• [DATA LINES]:
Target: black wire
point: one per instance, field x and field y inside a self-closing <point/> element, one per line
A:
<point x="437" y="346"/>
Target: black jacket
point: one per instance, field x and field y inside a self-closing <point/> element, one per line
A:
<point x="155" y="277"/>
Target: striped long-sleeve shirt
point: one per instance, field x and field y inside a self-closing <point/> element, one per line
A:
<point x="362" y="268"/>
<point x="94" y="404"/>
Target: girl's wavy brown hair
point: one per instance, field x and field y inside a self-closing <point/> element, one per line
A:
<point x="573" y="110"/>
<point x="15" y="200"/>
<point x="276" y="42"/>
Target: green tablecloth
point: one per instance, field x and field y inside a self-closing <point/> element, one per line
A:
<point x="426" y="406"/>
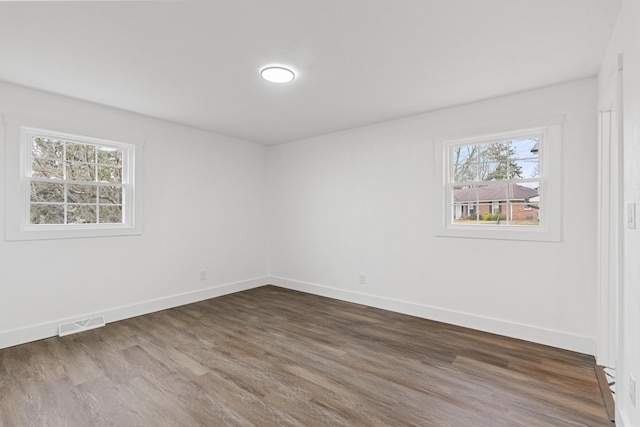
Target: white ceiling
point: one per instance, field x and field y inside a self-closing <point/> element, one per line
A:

---

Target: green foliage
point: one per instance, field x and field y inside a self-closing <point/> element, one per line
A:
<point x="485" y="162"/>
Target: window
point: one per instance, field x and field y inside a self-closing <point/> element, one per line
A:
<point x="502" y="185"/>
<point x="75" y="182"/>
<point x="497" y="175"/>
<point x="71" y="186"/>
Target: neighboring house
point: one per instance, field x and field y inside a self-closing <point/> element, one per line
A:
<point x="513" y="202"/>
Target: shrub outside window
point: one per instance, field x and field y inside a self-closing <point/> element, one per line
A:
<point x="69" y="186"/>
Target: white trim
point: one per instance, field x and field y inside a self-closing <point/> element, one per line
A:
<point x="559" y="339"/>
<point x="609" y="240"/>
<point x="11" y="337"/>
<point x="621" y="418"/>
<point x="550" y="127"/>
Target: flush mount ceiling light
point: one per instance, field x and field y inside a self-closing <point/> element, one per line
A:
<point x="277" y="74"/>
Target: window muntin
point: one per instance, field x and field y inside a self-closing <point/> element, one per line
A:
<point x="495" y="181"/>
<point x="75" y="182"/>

• [REQUIREMENTS]: From the material above, copy out every line that contains the string "black", matching case exactly.

• [RESPONSE TO THIS EXERCISE]:
Target: black wire
Target: black jacket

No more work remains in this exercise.